> WHAT THIS TASK INVOLVES:
In the forum thread below, turn the paragraph beginning "My problem is I am a terrible person" into a short bulleted list that keeps its main points.

I'm in almost the same situation. I've been dating a guy for a little over 2 months. He's wonderful. He's nice. He's good for me. We have fun together. We get along. Physically he's exactly what I like. However it's just not there. I'm trying so hard to want to care about him but...I kinda don't. I mean I care about him and his welfare but if he broke up with me tomorrow I'd think well...that sorta sucks. And I feel terrible for that because I think he's really starting to care for me. I don't want to break things off because they're going so well. But I kind of think I should because I'm not being honest with him. I mean I could tell him but...saying "well, I want to keep dating you but I really don't care much for you" just doesn't seem like it would go over all the well. I keep holding onto hope that something will spark but I don't know if I should. I like him as a friend but I'm just not attracted to him. Physically he's very attractive but his personality doesn't make me attracted to him. I'm not sure how to describe it. The above posts have been helpful and I'd love to hear any other opinions. I don't think this one has an answer but mulling it over with other people helps.


----------



## LillyBBBW (Nov 14, 2008)

My problem is I am a terrible person. I laugh at people with toilet paper stuck to the bottom of their shoe, I get stone cold high on Shaudenfreude, I will walk out of the store knowing full well the sales girl forgot to charge me for something in my bag and get giddy about it. If I mutter under my breath and call the lady who cut in line in front of us an old biddy and he is genuinely apalled, it won't work out. I do believe a guy can be too nice. It's not attractive to be treated like dirt so there's some level of nice guy that should be there but if he's too polished it removes any sense of character or interesting facets. I know that's true for me anyway. I may be able to appreciate him but that's as far as it will ever go I'm afraid.


----------



## GrowingBoy (Nov 15, 2008)

For me, a large part of attraction is about body scent. This won't make me fall head over heals for someone by itself.... but if other things work and the scent is right... I find that I'm willing to do whatever it takes to make things work.

When I first dated someone whose scent I was crazy about, I was amazed at how attracted I was. I couldn't get enough of her. We didn't get along at all well at first.... but we worked very hard and gradually, things went from rocky to good... to great.

> RECORDED DATA:

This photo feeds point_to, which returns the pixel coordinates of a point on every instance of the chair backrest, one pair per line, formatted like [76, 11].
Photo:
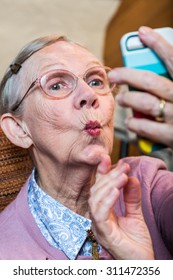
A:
[15, 167]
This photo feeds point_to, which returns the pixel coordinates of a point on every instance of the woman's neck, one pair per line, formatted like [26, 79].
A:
[70, 185]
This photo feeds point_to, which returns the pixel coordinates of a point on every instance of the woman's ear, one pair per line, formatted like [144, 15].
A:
[13, 129]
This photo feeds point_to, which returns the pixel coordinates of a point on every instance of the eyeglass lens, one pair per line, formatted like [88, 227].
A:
[59, 83]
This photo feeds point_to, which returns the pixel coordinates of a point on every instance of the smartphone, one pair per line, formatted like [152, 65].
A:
[138, 56]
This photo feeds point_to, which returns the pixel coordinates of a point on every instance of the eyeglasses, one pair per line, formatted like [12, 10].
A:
[59, 83]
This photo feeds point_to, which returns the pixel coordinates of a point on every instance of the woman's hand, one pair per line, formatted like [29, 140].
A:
[152, 88]
[124, 237]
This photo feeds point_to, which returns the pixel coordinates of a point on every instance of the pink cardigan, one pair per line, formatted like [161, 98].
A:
[20, 238]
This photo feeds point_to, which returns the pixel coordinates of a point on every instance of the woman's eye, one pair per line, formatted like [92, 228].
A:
[96, 83]
[56, 86]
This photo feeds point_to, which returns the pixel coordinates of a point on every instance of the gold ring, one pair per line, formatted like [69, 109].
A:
[160, 117]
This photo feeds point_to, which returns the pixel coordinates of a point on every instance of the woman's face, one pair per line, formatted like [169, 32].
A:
[77, 128]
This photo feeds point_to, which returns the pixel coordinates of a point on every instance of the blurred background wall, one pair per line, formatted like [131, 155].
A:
[84, 21]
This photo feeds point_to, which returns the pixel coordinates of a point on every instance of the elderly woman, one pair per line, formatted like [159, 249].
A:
[57, 102]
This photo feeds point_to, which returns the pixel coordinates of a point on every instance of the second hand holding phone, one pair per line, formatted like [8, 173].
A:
[138, 56]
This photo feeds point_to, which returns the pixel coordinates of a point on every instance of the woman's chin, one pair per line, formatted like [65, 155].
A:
[93, 154]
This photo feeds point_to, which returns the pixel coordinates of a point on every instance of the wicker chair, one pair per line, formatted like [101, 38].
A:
[15, 167]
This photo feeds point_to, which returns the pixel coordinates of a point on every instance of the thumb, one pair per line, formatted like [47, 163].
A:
[132, 197]
[104, 165]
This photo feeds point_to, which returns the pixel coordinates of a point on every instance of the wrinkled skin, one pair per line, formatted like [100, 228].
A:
[74, 166]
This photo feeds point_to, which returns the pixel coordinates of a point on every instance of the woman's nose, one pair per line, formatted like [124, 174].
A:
[85, 96]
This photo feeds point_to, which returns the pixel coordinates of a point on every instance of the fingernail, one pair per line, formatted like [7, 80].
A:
[144, 30]
[118, 99]
[112, 75]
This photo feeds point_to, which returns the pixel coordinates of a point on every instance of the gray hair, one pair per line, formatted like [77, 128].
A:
[10, 84]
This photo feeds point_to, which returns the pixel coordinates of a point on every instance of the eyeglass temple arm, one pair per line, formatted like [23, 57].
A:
[14, 108]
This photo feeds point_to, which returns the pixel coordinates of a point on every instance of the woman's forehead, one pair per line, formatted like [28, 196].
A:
[61, 51]
[66, 54]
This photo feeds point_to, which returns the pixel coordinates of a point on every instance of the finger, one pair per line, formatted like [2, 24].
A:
[104, 164]
[145, 103]
[102, 201]
[152, 130]
[110, 180]
[132, 197]
[143, 80]
[140, 101]
[156, 42]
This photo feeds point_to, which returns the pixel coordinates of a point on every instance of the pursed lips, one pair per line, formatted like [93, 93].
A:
[93, 128]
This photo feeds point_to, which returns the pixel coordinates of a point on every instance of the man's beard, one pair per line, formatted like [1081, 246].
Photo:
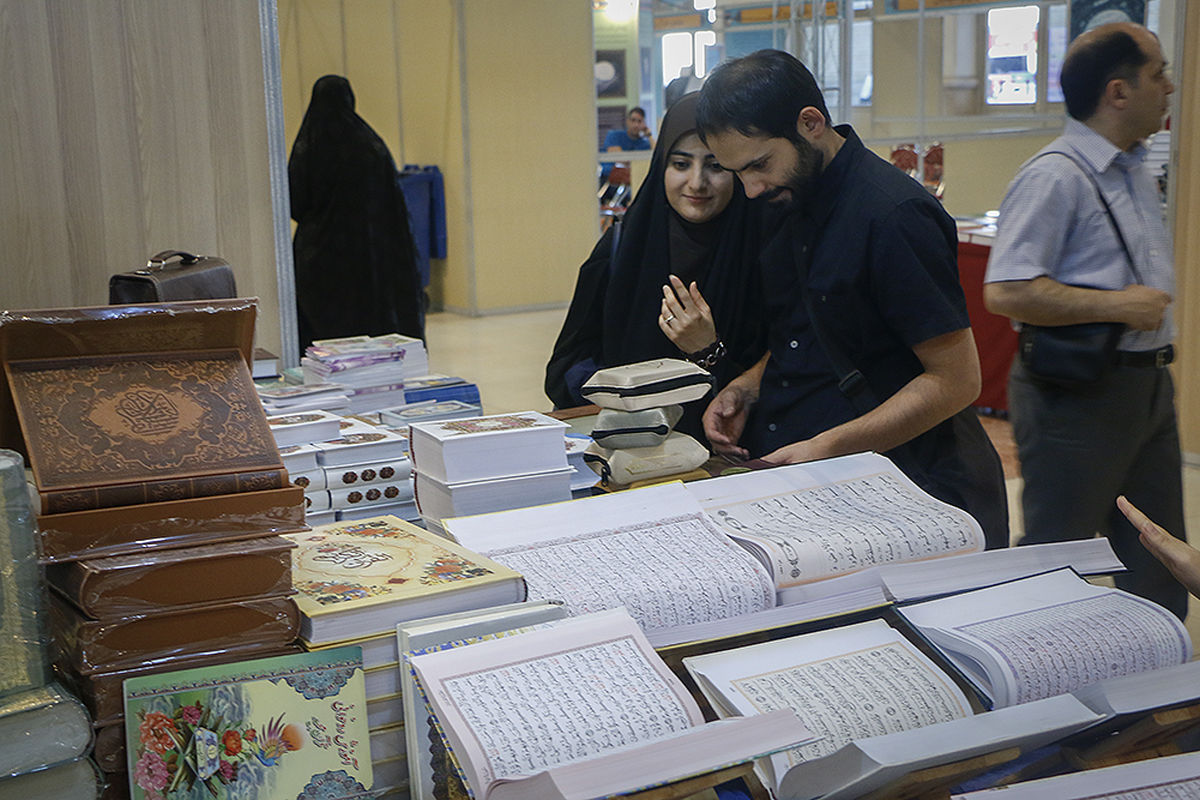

> RESULT OF THE EXERCISE:
- The writer claims to be a terrible person: laughing at people with toilet paper stuck to their shoe, relishing others' misfortune, and gleefully leaving a store when the sales girl forgot to charge for an item.
- If the writer mutters "old biddy" at a woman who cut in line and the guy is genuinely appalled, the relationship won't work.
- A guy can be too nice. Being treated like dirt isn't attractive, so some niceness is needed, but being too polished strips away character and interesting facets.
- The writer may appreciate such a guy, but it will never go further than that.